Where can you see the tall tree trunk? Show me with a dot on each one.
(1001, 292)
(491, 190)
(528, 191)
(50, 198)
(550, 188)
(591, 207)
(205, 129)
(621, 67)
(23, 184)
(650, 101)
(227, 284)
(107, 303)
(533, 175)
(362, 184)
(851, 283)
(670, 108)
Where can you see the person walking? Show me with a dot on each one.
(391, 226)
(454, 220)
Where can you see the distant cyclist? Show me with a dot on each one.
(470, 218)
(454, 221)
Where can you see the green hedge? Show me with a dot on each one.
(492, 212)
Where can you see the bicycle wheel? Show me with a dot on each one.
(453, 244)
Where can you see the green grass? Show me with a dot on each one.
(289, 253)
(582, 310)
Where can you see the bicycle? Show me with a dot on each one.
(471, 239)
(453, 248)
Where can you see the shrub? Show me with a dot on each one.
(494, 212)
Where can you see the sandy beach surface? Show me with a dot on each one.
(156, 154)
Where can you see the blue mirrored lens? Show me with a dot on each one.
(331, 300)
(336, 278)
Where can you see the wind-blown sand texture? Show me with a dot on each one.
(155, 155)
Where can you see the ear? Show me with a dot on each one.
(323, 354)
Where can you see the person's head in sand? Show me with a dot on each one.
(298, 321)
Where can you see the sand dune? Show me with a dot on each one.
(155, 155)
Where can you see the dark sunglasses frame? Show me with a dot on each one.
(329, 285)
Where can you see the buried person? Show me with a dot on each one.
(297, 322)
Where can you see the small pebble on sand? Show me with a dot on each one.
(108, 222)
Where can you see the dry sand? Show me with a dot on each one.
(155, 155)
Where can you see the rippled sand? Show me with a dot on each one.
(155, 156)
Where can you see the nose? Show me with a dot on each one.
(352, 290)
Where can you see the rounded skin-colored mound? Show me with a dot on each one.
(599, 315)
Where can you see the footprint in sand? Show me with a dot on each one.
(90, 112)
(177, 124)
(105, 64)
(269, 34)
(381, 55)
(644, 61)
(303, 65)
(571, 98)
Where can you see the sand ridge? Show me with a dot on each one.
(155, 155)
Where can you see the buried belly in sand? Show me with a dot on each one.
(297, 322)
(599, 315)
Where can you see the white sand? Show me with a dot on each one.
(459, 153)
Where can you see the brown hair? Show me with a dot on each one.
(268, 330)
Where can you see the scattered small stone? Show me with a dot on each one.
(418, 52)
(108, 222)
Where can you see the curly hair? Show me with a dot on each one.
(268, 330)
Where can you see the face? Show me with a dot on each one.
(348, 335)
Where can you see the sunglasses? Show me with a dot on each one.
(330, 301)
━━━━━━━━━━━━━━━━━━━━
- [TO DO] Exactly as written, please output every entry.

- [RESPONSE TO THIS EXERCISE]
Where can you see the tall tree trunk? Show me with a dot on each one.
(1001, 292)
(491, 190)
(528, 191)
(50, 198)
(550, 188)
(591, 207)
(205, 129)
(621, 67)
(23, 184)
(650, 101)
(227, 284)
(107, 303)
(533, 175)
(362, 184)
(851, 283)
(670, 108)
Where can you see the person walking? Show me with a dot on each one.
(391, 226)
(454, 220)
Where can you see the distant cyclist? Show me with a dot on each one.
(470, 218)
(454, 221)
Where can you see the green hedge? Show me with a dot on each one.
(492, 212)
Where can you see the bicycle wheel? Show me with a dot on each one.
(453, 244)
Where can you see the green grass? Show me with a dot on each one.
(289, 253)
(582, 310)
Where can you see the bicycle? Show me with a dot on each one.
(471, 239)
(453, 248)
Where can you see the shrub? Show me with a dot on each one.
(494, 212)
Where can you see the sandy beach surface? Show me with a dot on each one.
(156, 154)
Where can you see the blue mirrored lens? Show me with a dot on each one.
(331, 300)
(336, 278)
Where can you see the wind-blown sand texture? Show me with a dot on each one.
(155, 155)
Where can you see the ear? Show me with a dot on each one.
(323, 354)
Where can you see the person's head in sand? Show me with a dot on each one.
(298, 321)
Where can you see the sand dune? Show me with a dot on each one.
(155, 155)
Where can you see the dark sunglasses frame? Show me with a dot on each one.
(329, 285)
Where can you see the buried person? Show me with a dot on each one.
(297, 322)
Where can you see the small pebble on sand? Show me with a dot on each one.
(108, 222)
Where can you see the dry sand? Show me with a dot on each one.
(155, 155)
Where can you see the rippled sand? Show me with a dot on each one.
(155, 156)
Where can you see the nose? Show me with a dot on each one.
(352, 290)
Where can you see the rounded skin-colored mound? Show me with a dot on each one.
(599, 315)
Where can you see the footprint in sand? Show me with a dot on each one.
(90, 112)
(177, 124)
(105, 64)
(269, 34)
(381, 55)
(644, 61)
(303, 65)
(571, 98)
Where can you see the sand ridge? Show me with a dot on each one.
(155, 155)
Where can you see the buried belly in sand? Show me with a dot on each one.
(297, 322)
(599, 315)
Where can you see the white sand? Show me with a dot on each one.
(459, 153)
Where can you see the brown hair? Show me with a dot on each one.
(268, 330)
Where can you see the scattered small stone? Show me with a dot on each one.
(418, 52)
(108, 222)
Where can you see the curly hair? Show me with a dot on each one.
(268, 330)
Where can you see the face? Show me with a dot on each one.
(348, 335)
Where can you see the sunglasses? Show me with a dot on each one.
(330, 301)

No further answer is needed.